- _Assignment_:
Transcribe the listing verbatim. Do not carry over any pictures.
━━━━━━━━━━━━━━━━━━━━
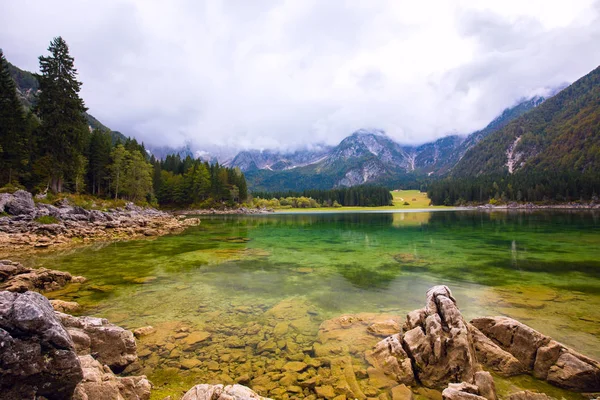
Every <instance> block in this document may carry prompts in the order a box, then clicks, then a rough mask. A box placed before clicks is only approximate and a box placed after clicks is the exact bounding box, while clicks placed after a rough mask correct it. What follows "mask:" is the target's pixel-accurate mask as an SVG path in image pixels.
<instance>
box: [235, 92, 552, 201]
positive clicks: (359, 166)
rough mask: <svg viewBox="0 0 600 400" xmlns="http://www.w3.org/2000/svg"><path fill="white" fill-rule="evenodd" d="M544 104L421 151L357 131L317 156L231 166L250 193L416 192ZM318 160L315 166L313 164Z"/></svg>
mask: <svg viewBox="0 0 600 400" xmlns="http://www.w3.org/2000/svg"><path fill="white" fill-rule="evenodd" d="M544 101H545V99H544V98H543V97H534V98H531V99H527V100H523V101H521V102H520V103H518V104H517V105H516V106H514V107H510V108H507V109H505V110H504V112H503V113H502V114H501V115H500V116H498V117H497V118H495V119H494V120H493V121H492V122H491V123H490V124H489V125H488V126H486V127H485V128H484V129H482V130H479V131H477V132H474V133H472V134H470V135H469V136H467V137H464V136H458V135H451V136H446V137H443V138H441V139H438V140H436V141H434V142H430V143H425V144H423V145H421V146H416V147H414V146H401V145H399V144H398V143H396V142H394V141H393V140H392V139H391V138H389V137H388V136H386V135H385V133H384V132H382V131H378V130H372V131H369V130H364V129H363V130H359V131H357V132H355V133H353V134H352V135H350V136H348V137H347V138H345V139H344V140H342V141H341V142H340V144H338V145H337V146H335V147H333V148H327V149H325V150H324V151H322V152H319V153H311V152H308V151H305V152H301V154H302V156H303V159H302V161H303V162H299V161H298V160H296V159H295V157H297V155H296V153H292V154H280V153H277V152H271V151H263V152H259V151H244V152H241V153H239V154H238V155H237V156H236V157H235V158H234V159H233V160H232V161H231V163H230V164H228V165H230V166H237V167H240V168H241V169H242V170H243V171H244V172H245V173H246V177H247V180H248V183H249V187H250V188H251V189H252V190H260V191H278V190H304V189H307V188H319V189H331V188H333V187H339V186H355V185H360V184H365V183H373V184H384V185H388V186H398V185H402V186H405V187H406V186H409V185H410V186H415V185H416V184H417V181H418V180H419V179H420V178H421V177H423V176H444V175H446V174H448V172H449V171H451V170H452V168H453V167H454V166H455V165H456V164H457V163H458V162H459V161H460V160H461V158H462V157H463V156H464V155H465V153H467V151H468V150H469V149H470V148H471V147H473V146H475V145H476V144H477V143H478V142H479V141H481V140H482V139H483V138H485V137H487V136H488V135H490V134H492V133H493V132H496V131H497V130H498V129H501V128H503V127H504V126H506V125H507V124H509V123H510V121H512V120H514V119H515V118H518V117H519V116H521V115H522V114H524V113H526V112H527V111H529V110H531V109H533V108H535V107H538V106H539V105H540V104H542V103H543V102H544ZM314 160H316V161H314Z"/></svg>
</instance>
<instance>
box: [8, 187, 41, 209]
mask: <svg viewBox="0 0 600 400" xmlns="http://www.w3.org/2000/svg"><path fill="white" fill-rule="evenodd" d="M11 196H12V197H10V198H8V199H6V200H4V201H5V204H4V211H5V212H6V213H8V214H10V215H33V214H34V213H35V203H34V202H33V197H31V193H29V192H26V191H25V190H17V191H16V192H14V193H13V194H12V195H11Z"/></svg>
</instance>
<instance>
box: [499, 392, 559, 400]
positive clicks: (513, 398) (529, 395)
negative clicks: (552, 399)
mask: <svg viewBox="0 0 600 400" xmlns="http://www.w3.org/2000/svg"><path fill="white" fill-rule="evenodd" d="M551 399H553V397H549V396H548V395H547V394H545V393H536V392H530V391H529V390H523V391H521V392H516V393H513V394H511V395H509V396H508V400H551Z"/></svg>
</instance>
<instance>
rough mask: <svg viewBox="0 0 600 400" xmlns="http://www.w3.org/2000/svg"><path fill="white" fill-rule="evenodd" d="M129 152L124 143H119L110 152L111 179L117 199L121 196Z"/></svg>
mask: <svg viewBox="0 0 600 400" xmlns="http://www.w3.org/2000/svg"><path fill="white" fill-rule="evenodd" d="M128 157H129V152H128V151H127V150H125V147H124V146H123V145H122V144H119V145H117V147H115V148H114V149H113V150H112V152H111V153H110V158H111V160H112V164H110V166H109V169H110V174H111V178H112V179H111V180H112V183H113V185H114V191H115V199H118V198H119V192H120V191H121V190H122V182H123V177H124V175H125V170H126V168H127V158H128Z"/></svg>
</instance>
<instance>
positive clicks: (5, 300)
mask: <svg viewBox="0 0 600 400" xmlns="http://www.w3.org/2000/svg"><path fill="white" fill-rule="evenodd" d="M82 376H83V374H82V370H81V365H80V363H79V359H78V358H77V354H76V353H75V347H74V344H73V341H72V340H71V337H70V336H69V334H68V333H67V331H66V330H65V328H64V327H63V326H62V325H61V324H60V322H59V320H58V319H57V317H56V315H55V314H54V310H53V309H52V306H51V305H50V303H49V302H48V300H47V299H46V298H45V297H44V296H42V295H40V294H38V293H35V292H27V293H23V294H20V293H12V292H0V393H1V397H2V399H7V400H17V399H33V398H38V397H41V396H43V397H45V398H47V399H49V400H61V399H71V397H72V395H73V391H74V389H75V387H76V386H77V384H78V383H79V381H81V379H82Z"/></svg>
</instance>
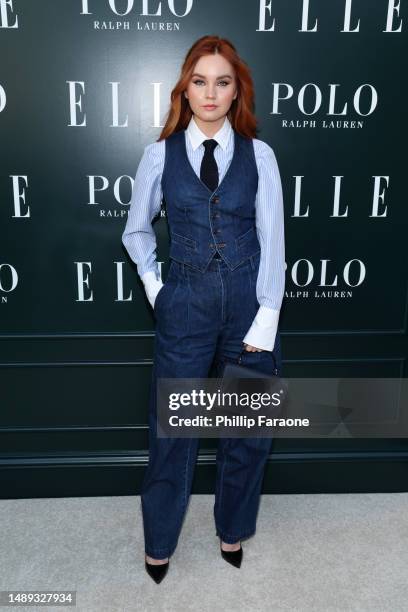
━━━━━━━━━━━━━━━━━━━━
- _Output for this exercise_:
Every <instance> block in this document may carry prompts in the order a box, then clicks, then a rough mask. A box placed before clicks is only approximate and a box placed after clicks is the exact bounding box, while clicks placed after a rough mask correct it. What follows "mask:" is the target's pixel-accurate mask as an SVG path in image pixels.
<instance>
box: [235, 92, 552, 201]
positive clicks: (359, 166)
rough mask: <svg viewBox="0 0 600 400" xmlns="http://www.w3.org/2000/svg"><path fill="white" fill-rule="evenodd" d="M544 104L421 151L357 131L317 156L231 166L250 193L416 192ZM318 160L315 166L313 164Z"/></svg>
mask: <svg viewBox="0 0 600 400" xmlns="http://www.w3.org/2000/svg"><path fill="white" fill-rule="evenodd" d="M544 101H545V99H544V98H543V97H534V98H531V99H527V100H523V101H521V102H520V103H518V104H517V105H516V106H514V107H510V108H507V109H505V110H504V112H503V113H502V114H501V115H500V116H498V117H497V118H495V119H494V120H493V121H492V122H491V123H490V124H489V125H488V126H486V127H485V128H484V129H482V130H479V131H477V132H474V133H472V134H470V135H469V136H467V137H464V136H458V135H451V136H446V137H443V138H441V139H438V140H436V141H434V142H430V143H425V144H423V145H421V146H416V147H414V146H401V145H399V144H398V143H396V142H394V141H393V140H392V139H391V138H389V137H388V136H386V135H385V133H384V132H382V131H378V130H372V131H369V130H364V129H363V130H359V131H357V132H355V133H353V134H352V135H350V136H348V137H347V138H345V139H344V140H342V141H341V142H340V144H338V145H337V146H335V147H333V148H327V149H325V150H324V151H322V152H319V153H311V152H308V151H305V152H301V154H302V156H303V159H302V161H303V162H299V161H298V160H296V159H295V157H297V155H296V153H292V154H280V153H277V152H271V151H263V152H259V151H244V152H241V153H239V154H238V155H237V156H236V157H235V158H234V159H233V160H232V161H231V163H230V164H228V165H230V166H237V167H240V168H241V169H242V170H243V171H244V172H245V173H246V177H247V180H248V183H249V187H250V188H251V189H252V190H260V191H278V190H304V189H307V188H319V189H331V188H333V187H339V186H355V185H360V184H365V183H373V184H384V185H388V186H398V185H402V186H405V187H406V186H409V185H410V186H415V185H416V184H417V181H418V180H419V179H420V178H421V177H423V176H444V175H446V174H448V172H449V171H451V170H452V168H453V167H454V166H455V165H456V164H457V163H458V162H459V161H460V160H461V158H462V157H463V156H464V155H465V153H467V151H468V150H469V149H470V148H471V147H473V146H475V145H476V144H477V143H478V142H479V141H481V140H482V139H483V138H485V137H487V136H488V135H490V134H492V133H493V132H496V131H497V130H498V129H501V128H503V127H504V126H506V125H507V124H509V123H510V121H512V120H514V119H515V118H518V117H519V116H521V115H522V114H524V113H526V112H527V111H529V110H531V109H533V108H535V107H538V106H539V105H540V104H542V103H543V102H544ZM314 160H316V161H314Z"/></svg>
</instance>
<instance>
box: [8, 187, 41, 209]
mask: <svg viewBox="0 0 600 400" xmlns="http://www.w3.org/2000/svg"><path fill="white" fill-rule="evenodd" d="M11 196H12V197H10V198H8V199H6V200H4V201H5V204H4V211H5V212H6V213H8V214H10V215H33V214H34V213H35V203H34V202H33V197H31V193H29V192H26V191H25V190H17V191H16V192H14V193H13V194H12V195H11Z"/></svg>
</instance>
<instance>
box: [499, 392, 559, 400]
positive clicks: (513, 398) (529, 395)
negative clicks: (552, 399)
mask: <svg viewBox="0 0 600 400" xmlns="http://www.w3.org/2000/svg"><path fill="white" fill-rule="evenodd" d="M551 399H553V397H549V396H548V395H547V394H545V393H536V392H530V391H529V390H523V391H521V392H516V393H513V394H511V395H509V396H508V400H551Z"/></svg>
</instance>
<instance>
rough mask: <svg viewBox="0 0 600 400" xmlns="http://www.w3.org/2000/svg"><path fill="white" fill-rule="evenodd" d="M129 152L124 143H119L110 152L111 179L117 199L121 196Z"/></svg>
mask: <svg viewBox="0 0 600 400" xmlns="http://www.w3.org/2000/svg"><path fill="white" fill-rule="evenodd" d="M128 157H129V152H128V151H127V150H125V147H124V146H123V145H122V144H119V145H117V147H115V148H114V149H113V150H112V152H111V153H110V158H111V160H112V164H110V166H109V169H110V174H111V178H112V179H111V180H112V183H113V185H114V191H115V199H118V198H119V192H120V191H121V190H122V182H123V177H124V175H125V170H126V168H127V158H128Z"/></svg>
</instance>
<instance>
positive clicks: (5, 300)
mask: <svg viewBox="0 0 600 400" xmlns="http://www.w3.org/2000/svg"><path fill="white" fill-rule="evenodd" d="M82 376H83V374H82V370H81V365H80V363H79V359H78V358H77V354H76V353H75V347H74V344H73V341H72V340H71V337H70V336H69V334H68V333H67V331H66V330H65V328H64V327H63V326H62V325H61V324H60V322H59V320H58V319H57V317H56V315H55V314H54V310H53V309H52V306H51V305H50V303H49V302H48V300H47V299H46V298H45V297H44V296H42V295H40V294H38V293H35V292H27V293H23V294H20V293H12V292H0V393H1V397H2V399H7V400H17V399H33V398H38V397H41V396H43V397H45V398H47V399H49V400H61V399H71V397H72V395H73V391H74V389H75V387H76V386H77V384H78V383H79V381H81V379H82Z"/></svg>
</instance>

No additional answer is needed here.